_Problem description_: Reproduce the following lines verbatim, keeping every character as it appears.
-=-=-=-=-
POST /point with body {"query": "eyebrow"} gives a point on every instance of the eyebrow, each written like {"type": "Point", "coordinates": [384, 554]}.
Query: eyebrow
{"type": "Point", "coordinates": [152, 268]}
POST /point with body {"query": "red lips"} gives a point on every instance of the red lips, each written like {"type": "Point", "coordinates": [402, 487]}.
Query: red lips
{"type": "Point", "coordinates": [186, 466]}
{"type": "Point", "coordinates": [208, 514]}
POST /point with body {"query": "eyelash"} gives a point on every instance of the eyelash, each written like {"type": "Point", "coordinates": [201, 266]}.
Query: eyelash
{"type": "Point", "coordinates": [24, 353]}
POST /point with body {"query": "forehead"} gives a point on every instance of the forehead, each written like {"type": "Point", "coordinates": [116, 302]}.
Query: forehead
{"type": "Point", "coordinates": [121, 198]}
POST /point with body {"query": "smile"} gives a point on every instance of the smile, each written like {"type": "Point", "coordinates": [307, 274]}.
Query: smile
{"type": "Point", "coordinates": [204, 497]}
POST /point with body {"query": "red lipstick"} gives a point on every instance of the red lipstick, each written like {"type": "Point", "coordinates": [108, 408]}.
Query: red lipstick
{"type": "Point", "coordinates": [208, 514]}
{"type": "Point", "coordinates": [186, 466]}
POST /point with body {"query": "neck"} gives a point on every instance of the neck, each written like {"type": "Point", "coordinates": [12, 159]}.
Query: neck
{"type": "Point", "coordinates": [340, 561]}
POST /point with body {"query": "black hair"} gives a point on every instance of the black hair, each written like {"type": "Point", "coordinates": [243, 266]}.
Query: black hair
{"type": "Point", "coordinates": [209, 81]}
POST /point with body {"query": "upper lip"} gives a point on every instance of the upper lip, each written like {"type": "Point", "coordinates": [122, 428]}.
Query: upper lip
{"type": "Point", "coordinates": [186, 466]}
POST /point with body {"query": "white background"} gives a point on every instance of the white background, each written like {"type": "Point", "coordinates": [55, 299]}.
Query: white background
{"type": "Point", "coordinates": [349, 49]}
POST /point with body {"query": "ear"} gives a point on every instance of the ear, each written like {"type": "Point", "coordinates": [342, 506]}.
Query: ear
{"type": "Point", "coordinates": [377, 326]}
-=-=-=-=-
_Task response_:
POST /point with body {"query": "eyebrow"} gives a point on every instance of the eyebrow, each written like {"type": "Point", "coordinates": [384, 554]}.
Query: eyebrow
{"type": "Point", "coordinates": [152, 268]}
POST /point with body {"query": "red lips"} gives a point on every instance of the red lips, each written like {"type": "Point", "coordinates": [402, 487]}.
Query: red lips
{"type": "Point", "coordinates": [186, 466]}
{"type": "Point", "coordinates": [208, 514]}
POST /point with body {"query": "eyelash"} gives a point on every instance of the eyelash, each written like {"type": "Point", "coordinates": [201, 266]}.
Query: eyelash
{"type": "Point", "coordinates": [24, 353]}
POST /point with body {"query": "forehead"} gives a point on every instance of the forehead, each written like {"type": "Point", "coordinates": [116, 302]}.
Query: forehead
{"type": "Point", "coordinates": [121, 198]}
POST /point with body {"query": "smile"} gives a point on every instance of the smile, each written like {"type": "Point", "coordinates": [307, 274]}.
Query: smile
{"type": "Point", "coordinates": [204, 497]}
POST /point with body {"query": "red lipstick"} gives a point on every instance of the red lipstick, each written like {"type": "Point", "coordinates": [108, 408]}.
Query: red lipstick
{"type": "Point", "coordinates": [208, 514]}
{"type": "Point", "coordinates": [186, 466]}
POST /point with body {"query": "neck"} gives a point on every instance of the neck, each written like {"type": "Point", "coordinates": [12, 159]}.
Query: neck
{"type": "Point", "coordinates": [340, 561]}
POST /point with body {"query": "black hair"} gives a point on every instance of the black hair, each written like {"type": "Point", "coordinates": [243, 266]}.
Query: black hair
{"type": "Point", "coordinates": [209, 81]}
POST /point with body {"query": "upper lip"} gives a point on every instance of the upper lip, each written like {"type": "Point", "coordinates": [122, 428]}.
Query: upper lip
{"type": "Point", "coordinates": [186, 466]}
POST /point with body {"query": "white background"} gives a point on every instance of the white background, each written like {"type": "Point", "coordinates": [55, 299]}.
Query: white background
{"type": "Point", "coordinates": [349, 49]}
POST /point with body {"query": "ear"} gives a point on every instance of the ear, each written like {"type": "Point", "coordinates": [342, 506]}.
Query: ear
{"type": "Point", "coordinates": [377, 326]}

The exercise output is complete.